** DATA SUPPLIED follows **

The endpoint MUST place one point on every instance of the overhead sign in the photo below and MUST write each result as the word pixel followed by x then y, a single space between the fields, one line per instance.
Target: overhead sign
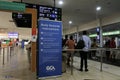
pixel 50 48
pixel 5 5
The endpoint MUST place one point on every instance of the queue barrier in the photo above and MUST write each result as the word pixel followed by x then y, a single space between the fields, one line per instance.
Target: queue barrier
pixel 100 50
pixel 6 53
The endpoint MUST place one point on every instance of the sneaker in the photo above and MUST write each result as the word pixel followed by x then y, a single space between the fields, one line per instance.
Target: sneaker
pixel 81 70
pixel 86 70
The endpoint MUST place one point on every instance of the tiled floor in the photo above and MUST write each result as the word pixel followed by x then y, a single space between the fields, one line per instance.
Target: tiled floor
pixel 16 68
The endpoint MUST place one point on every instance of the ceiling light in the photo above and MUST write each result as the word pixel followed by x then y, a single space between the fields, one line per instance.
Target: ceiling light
pixel 70 22
pixel 98 8
pixel 60 2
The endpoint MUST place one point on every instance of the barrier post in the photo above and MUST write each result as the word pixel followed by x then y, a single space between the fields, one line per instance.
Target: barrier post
pixel 0 50
pixel 71 63
pixel 3 56
pixel 101 60
pixel 10 51
pixel 7 53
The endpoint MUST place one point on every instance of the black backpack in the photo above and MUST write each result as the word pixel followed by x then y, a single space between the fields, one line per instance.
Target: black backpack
pixel 80 44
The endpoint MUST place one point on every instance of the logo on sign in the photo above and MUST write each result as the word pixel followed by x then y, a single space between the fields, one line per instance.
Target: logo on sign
pixel 50 68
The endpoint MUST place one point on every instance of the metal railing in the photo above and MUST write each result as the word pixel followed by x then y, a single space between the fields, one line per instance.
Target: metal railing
pixel 100 50
pixel 6 53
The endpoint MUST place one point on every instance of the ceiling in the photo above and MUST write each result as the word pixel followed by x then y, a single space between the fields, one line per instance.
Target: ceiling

** End of DATA SUPPLIED **

TASK DETAILS
Tally up the lines in the records containing the word "instance", then give the count and nothing else.

EXERCISE ANSWER
10